- **Ziel der Aufgabe**
Ermitteln Sie in den nachstehenden Einträgen jede Zeile, in der das Wort „woman“ vorkommt, und schreiben Sie diese Zeilen vollständig heraus.

***** Auszug der Daten *****

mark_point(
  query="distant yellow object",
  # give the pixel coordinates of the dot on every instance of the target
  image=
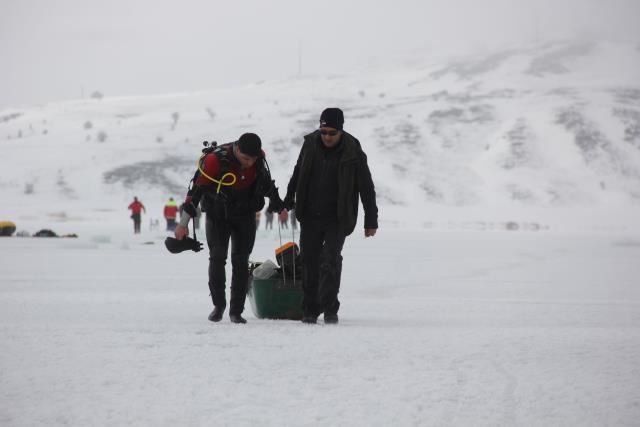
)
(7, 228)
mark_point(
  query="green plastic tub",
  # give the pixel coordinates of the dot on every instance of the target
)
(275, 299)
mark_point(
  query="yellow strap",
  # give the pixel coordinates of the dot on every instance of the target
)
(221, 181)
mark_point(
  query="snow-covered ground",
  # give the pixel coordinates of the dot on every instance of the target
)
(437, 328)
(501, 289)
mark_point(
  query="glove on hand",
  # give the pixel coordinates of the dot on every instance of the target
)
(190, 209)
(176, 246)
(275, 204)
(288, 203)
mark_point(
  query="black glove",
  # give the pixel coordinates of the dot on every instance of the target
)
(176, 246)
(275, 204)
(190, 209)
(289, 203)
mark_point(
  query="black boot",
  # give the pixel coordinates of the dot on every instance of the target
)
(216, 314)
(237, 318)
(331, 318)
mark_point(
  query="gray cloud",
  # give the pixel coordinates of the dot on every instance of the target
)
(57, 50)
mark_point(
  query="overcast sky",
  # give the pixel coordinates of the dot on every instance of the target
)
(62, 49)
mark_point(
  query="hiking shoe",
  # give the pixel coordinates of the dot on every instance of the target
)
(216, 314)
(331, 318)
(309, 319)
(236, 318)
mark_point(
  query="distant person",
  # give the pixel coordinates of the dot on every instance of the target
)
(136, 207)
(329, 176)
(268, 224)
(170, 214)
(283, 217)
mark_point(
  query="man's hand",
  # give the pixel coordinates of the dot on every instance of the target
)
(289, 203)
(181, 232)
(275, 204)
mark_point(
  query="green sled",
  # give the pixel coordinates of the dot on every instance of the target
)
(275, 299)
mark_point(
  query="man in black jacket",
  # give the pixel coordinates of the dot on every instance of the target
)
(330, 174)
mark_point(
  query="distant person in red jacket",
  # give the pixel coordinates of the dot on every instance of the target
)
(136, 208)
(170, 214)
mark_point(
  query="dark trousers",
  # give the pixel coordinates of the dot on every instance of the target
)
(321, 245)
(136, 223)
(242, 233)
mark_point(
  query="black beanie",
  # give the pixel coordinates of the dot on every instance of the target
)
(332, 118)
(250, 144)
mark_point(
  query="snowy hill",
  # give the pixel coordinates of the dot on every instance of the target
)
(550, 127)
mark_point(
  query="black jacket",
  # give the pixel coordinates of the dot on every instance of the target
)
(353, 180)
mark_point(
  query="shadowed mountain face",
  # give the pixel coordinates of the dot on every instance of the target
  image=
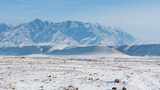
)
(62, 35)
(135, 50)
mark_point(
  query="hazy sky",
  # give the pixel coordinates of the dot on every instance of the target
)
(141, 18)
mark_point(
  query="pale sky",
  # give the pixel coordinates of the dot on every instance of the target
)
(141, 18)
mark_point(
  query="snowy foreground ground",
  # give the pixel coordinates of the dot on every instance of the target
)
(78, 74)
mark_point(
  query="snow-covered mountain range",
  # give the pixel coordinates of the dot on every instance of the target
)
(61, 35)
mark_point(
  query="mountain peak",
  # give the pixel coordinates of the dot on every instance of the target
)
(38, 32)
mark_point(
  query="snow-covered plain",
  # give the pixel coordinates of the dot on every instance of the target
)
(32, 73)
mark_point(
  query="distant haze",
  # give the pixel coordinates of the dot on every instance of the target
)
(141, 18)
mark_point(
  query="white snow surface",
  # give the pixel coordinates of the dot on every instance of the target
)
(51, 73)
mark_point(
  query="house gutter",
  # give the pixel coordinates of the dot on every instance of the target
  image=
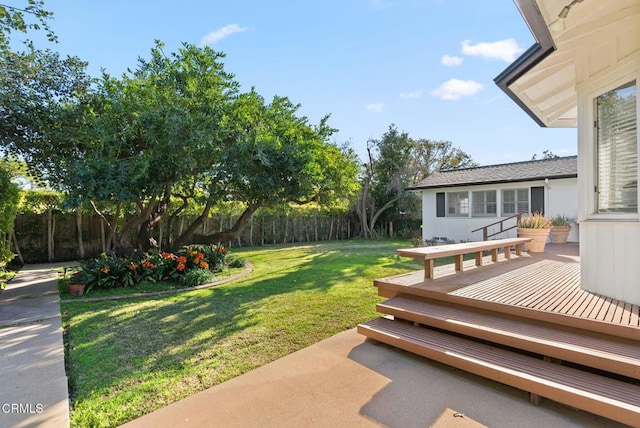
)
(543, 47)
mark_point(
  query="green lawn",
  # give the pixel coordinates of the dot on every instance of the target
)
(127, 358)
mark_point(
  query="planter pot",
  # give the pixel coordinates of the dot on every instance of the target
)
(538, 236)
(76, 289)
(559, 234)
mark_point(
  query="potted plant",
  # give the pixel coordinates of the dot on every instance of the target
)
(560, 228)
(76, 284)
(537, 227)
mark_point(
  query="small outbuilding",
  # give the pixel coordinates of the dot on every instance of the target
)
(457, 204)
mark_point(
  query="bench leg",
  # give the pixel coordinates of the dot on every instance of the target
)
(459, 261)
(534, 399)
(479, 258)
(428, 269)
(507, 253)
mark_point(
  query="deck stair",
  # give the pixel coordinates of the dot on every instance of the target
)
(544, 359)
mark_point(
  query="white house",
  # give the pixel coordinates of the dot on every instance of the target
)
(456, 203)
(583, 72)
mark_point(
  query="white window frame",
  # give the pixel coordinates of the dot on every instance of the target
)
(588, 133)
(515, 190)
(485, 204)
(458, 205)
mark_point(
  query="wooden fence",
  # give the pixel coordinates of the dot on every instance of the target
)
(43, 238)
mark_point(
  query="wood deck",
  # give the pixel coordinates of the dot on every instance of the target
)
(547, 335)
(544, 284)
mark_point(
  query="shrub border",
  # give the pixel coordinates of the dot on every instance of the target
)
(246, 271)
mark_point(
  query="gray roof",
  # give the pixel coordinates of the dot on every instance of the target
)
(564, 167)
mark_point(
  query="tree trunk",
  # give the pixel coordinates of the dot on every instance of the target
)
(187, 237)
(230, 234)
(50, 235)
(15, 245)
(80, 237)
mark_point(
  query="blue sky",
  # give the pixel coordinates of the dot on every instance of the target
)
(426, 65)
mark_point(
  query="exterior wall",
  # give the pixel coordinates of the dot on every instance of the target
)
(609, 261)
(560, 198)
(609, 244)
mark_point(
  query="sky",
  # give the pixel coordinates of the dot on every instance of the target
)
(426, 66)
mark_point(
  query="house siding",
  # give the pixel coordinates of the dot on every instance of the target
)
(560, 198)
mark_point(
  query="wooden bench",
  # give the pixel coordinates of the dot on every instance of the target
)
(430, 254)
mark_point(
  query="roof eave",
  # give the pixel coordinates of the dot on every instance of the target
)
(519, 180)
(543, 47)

*****
***** Auszug der Daten *****

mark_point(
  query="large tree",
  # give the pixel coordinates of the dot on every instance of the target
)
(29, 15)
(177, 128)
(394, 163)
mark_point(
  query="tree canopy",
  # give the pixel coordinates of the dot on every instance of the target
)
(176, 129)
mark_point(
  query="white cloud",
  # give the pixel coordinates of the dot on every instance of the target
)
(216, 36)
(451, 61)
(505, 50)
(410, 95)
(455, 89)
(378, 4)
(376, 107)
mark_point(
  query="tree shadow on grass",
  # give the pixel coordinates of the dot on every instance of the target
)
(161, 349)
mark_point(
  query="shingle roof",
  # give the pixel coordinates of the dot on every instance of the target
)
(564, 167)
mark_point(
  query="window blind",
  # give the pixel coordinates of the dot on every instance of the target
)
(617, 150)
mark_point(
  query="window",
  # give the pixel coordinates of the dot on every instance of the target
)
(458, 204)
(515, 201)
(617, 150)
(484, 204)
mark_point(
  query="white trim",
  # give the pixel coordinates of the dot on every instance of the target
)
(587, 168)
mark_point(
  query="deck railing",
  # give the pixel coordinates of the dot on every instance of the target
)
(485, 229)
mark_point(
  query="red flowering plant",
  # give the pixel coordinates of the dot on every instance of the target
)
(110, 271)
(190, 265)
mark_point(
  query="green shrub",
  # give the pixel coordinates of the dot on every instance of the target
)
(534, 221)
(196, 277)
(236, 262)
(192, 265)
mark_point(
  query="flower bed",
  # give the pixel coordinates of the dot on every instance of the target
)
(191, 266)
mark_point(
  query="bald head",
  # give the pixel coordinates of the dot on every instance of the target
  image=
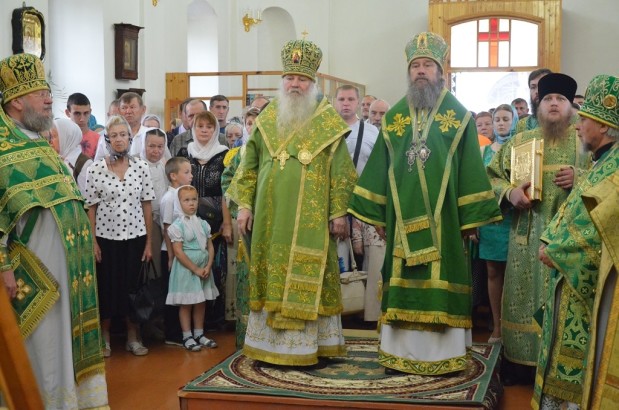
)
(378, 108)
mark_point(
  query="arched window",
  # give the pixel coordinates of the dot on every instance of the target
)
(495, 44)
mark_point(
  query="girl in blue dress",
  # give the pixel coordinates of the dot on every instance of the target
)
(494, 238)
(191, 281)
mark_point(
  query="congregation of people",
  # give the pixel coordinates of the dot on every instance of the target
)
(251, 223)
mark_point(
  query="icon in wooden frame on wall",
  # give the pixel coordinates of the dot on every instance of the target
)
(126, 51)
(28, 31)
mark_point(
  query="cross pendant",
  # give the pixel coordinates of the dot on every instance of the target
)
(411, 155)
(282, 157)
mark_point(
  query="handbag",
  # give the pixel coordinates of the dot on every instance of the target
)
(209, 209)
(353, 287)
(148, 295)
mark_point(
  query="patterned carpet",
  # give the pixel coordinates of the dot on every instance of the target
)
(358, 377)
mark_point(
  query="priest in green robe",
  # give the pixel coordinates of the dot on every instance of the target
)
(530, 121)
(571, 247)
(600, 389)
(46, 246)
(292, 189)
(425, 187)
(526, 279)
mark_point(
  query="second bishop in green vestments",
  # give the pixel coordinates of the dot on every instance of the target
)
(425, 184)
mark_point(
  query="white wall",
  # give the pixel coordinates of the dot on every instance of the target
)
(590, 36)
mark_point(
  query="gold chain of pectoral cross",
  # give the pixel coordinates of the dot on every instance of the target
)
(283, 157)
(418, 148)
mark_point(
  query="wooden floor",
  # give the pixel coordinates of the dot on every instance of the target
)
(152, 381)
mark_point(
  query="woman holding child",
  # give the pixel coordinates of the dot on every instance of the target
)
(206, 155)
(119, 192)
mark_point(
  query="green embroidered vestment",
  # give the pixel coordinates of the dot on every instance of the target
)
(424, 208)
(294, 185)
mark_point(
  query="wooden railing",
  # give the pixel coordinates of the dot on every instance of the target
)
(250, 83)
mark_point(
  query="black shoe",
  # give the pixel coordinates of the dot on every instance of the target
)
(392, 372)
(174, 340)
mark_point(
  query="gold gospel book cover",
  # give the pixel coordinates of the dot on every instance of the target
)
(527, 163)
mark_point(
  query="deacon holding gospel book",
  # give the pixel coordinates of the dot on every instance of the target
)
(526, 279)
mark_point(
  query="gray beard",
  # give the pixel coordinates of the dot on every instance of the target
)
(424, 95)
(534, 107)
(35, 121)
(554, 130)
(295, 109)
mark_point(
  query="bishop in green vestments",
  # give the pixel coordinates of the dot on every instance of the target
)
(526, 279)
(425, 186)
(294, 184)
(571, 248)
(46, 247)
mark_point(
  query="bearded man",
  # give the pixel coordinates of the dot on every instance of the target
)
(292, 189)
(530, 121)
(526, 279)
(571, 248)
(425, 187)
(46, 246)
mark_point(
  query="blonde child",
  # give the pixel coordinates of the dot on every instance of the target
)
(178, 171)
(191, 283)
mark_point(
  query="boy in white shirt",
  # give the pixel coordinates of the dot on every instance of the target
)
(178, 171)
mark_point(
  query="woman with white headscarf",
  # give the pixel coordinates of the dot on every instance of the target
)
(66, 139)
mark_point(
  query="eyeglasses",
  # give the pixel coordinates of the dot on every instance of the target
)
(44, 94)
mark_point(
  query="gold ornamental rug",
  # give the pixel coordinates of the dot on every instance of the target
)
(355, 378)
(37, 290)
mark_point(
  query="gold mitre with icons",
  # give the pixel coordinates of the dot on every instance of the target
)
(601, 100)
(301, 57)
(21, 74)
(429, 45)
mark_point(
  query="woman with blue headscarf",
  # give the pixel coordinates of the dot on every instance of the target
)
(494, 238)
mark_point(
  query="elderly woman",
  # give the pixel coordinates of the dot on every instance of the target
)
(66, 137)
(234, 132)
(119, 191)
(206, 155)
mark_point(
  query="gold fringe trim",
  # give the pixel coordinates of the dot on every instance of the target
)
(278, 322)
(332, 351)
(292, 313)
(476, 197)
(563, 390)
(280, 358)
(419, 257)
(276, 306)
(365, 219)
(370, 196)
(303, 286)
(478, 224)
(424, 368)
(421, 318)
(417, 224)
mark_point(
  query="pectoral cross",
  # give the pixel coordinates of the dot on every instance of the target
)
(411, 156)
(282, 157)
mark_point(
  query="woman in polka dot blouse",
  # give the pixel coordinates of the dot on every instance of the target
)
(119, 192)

*****

- **Richtige Lösung**
  query="woman holding child",
  query="woman with white headscarf",
  query="woman with blue headscarf",
  query="elderly woman",
  query="woman in polka dot blouse",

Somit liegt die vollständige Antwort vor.